_Challenge_
Produce an exact copy of all the data below, dropping every image.

★ ★ ★ ★ ★

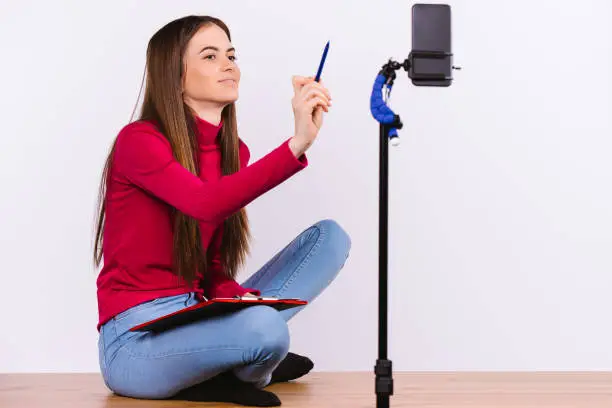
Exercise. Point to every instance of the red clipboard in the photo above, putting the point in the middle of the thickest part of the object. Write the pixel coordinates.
(211, 308)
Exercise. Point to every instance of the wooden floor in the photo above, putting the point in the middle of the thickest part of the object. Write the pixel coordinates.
(340, 390)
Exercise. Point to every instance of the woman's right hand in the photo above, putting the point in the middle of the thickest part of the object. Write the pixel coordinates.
(309, 101)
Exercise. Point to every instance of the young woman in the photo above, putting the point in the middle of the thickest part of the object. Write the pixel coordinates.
(172, 229)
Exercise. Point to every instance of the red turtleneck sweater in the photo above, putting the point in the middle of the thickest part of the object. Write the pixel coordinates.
(145, 182)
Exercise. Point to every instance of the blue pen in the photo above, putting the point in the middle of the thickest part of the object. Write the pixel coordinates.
(318, 77)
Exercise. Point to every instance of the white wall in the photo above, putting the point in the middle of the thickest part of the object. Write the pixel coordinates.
(500, 201)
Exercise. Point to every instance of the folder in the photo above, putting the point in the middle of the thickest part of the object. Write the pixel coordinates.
(213, 308)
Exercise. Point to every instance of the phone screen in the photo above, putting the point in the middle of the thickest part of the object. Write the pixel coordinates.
(431, 31)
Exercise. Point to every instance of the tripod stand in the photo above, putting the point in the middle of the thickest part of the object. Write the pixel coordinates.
(389, 124)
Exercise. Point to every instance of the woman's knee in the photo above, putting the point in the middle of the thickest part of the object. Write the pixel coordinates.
(267, 329)
(336, 238)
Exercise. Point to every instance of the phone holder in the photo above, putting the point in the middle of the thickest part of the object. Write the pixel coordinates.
(390, 122)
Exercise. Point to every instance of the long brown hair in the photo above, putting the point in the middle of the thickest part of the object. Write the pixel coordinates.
(163, 103)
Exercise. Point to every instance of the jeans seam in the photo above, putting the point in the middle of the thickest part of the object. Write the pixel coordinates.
(307, 257)
(134, 356)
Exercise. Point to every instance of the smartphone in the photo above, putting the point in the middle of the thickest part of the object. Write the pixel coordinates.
(431, 55)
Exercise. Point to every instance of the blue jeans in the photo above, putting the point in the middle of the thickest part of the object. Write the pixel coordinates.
(251, 342)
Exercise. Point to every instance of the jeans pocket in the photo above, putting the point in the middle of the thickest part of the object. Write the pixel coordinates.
(137, 308)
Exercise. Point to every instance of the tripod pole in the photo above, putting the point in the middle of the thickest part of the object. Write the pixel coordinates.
(383, 368)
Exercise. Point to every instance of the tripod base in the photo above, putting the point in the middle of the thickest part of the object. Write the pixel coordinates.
(384, 382)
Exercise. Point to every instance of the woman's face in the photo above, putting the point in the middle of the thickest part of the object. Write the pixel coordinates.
(211, 75)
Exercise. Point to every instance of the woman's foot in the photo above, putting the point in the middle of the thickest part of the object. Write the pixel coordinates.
(225, 387)
(292, 367)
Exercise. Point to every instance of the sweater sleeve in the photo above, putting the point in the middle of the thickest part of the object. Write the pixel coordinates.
(144, 157)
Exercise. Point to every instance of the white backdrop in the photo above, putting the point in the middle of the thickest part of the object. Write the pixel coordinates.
(500, 192)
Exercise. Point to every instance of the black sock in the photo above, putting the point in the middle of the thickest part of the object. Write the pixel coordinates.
(227, 388)
(292, 367)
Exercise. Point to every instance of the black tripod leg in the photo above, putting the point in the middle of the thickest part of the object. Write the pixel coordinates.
(383, 368)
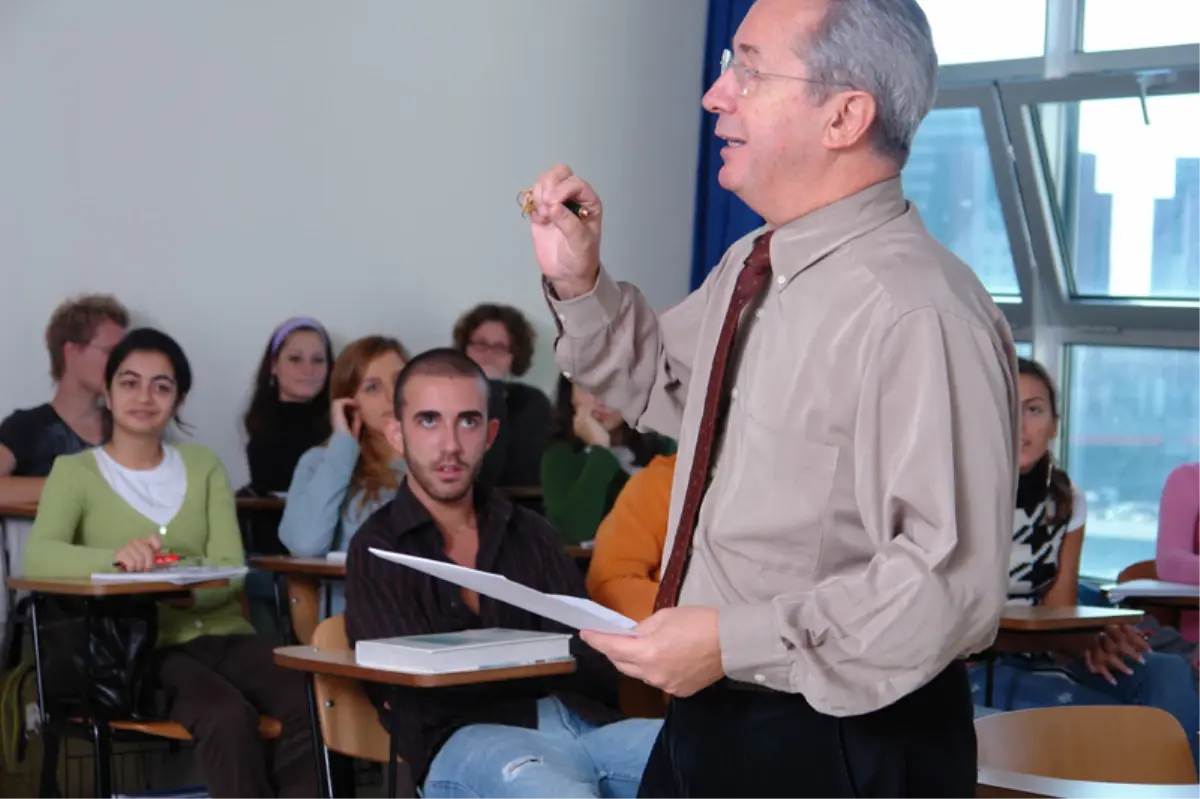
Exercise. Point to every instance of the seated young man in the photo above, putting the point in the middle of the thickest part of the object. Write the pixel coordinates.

★ ★ ★ ★ ★

_Task output_
Exercise. Point to every instance of the red clipboard in the photo above, putting the point in the middle of the thickest part of the object. Write the pixel coordinates.
(211, 308)
Exercise. Point to every instance of the wooden floor in the photo above, putting the point in the middle of the thickest part of the object. Write the pixel coordinates.
(340, 390)
Exercise. Point to every instance of the woman's right hand in the photo above, putting the point in the middle of the thickest part of the object. Write the pixel coordinates.
(309, 101)
Exercise. Point to every instance of the young woman in the photo above, putting the point in the middle of the thickest part of the object. Write the pixel coordinates.
(172, 229)
Exercise. Point to every instance of the red turtleneck sweater in the photo above, putting the point in the middle of the thickest part of the object. Write the pixel coordinates.
(145, 182)
Exercise. Point to every instance of the blue pen in the photo above, putting the point in the middle of the thickest part of the object. Write the pixel coordinates.
(318, 77)
Exercise. Point to every instance of the white wall in the photo above, putting the point in the middle of the thickest part of the object. Write the pixel coordinates.
(500, 201)
Exercise. Point to every instance of the folder in the photo above, putting the point in the middle of the thickest part of the object. Write the pixel coordinates.
(213, 308)
Exercise. Point to every instance of the phone screen in the photo above, putting the point in the middle of the thickest part of the object. Write the pixel coordinates.
(431, 31)
Exercise. Point to every instance of the tripod stand in the photo above, putting the point in the middle of the thickest part of the object. Write the pixel coordinates.
(389, 124)
Exercise. Point to every instance of the woman's knee in the photo above, putting the point in the middle of the thickest part of the object. Write the pixel coordinates.
(267, 329)
(336, 238)
Exercise. Point to every instance of the phone holder in the photo above, putting the point in the middle of the thickest part of the object. Write the pixel coordinates.
(390, 122)
Exercise. Point to every instance of the long brown hair in the photo above, putting the point in the middle of the thickest part of the object. Write the pixel coordinates.
(163, 103)
Exercise. Point to every instance of the jeans seam in the photo above, putting the point in the middle of the thickest part of the object. Write the pixel coordinates.
(307, 257)
(134, 356)
Exercise. Point to every instance of the smartphone in the photo above, putting the point in the middle of the thickest part of the object. Write the pixel coordinates.
(431, 55)
Exercise. Point to every instance of the blue jeans in the photo above, putting the point in the middle of the thickest part of the object. Write the pixel coordinates.
(251, 342)
Exercise. Point to every instance of the jeans pocket in the photo above, putting the point in the middle of the thickest part of the object. Write the pixel coordinates.
(137, 308)
Exercise. Point to every instance of the tripod pole in the photo above, putting the point in the middle of the thickest part of the object. Write the pixel coordinates.
(383, 368)
Exercise. Point to every instance of the tripod base in the photo above, putting the point in the middle of the thickest part of the object. Write the pixel coordinates.
(384, 382)
Exercise. Point to every instance of the woman's face in the photo above, putting the point in the middle of the thickest part of the object. Write the pixel coordinates.
(211, 75)
Exercise. Point to every instance of the woman's foot in the photo above, putting the point in the middle of the thickest part of the object. Write the pixel coordinates.
(225, 387)
(292, 367)
Exercise. Point to every instance of the sweater sleeve in the photo above, putting the point in the middle of the thickest part of the object. Write the pixel coordinates.
(144, 157)
Exercise. Point to every instance of the white backdrop in the photo above, putting the point in the middle of the thickest part of the object. Write the pixel coordinates.
(500, 192)
Exercise. Point to every instance of the black sock in the photo above, putting the point in the middle of the thickest part of the object. Write the pixel coordinates.
(227, 388)
(292, 367)
Exercise. Point to every instance of the black tripod leg in the photo above, putting the point in the middle of the thickest part of the object. Write the pixel coordinates.
(383, 368)
Exercise. Point to every instance of the seated young man in the photo above, putting the point in the middle of the thickest part of the object. Write the pixel coordinates.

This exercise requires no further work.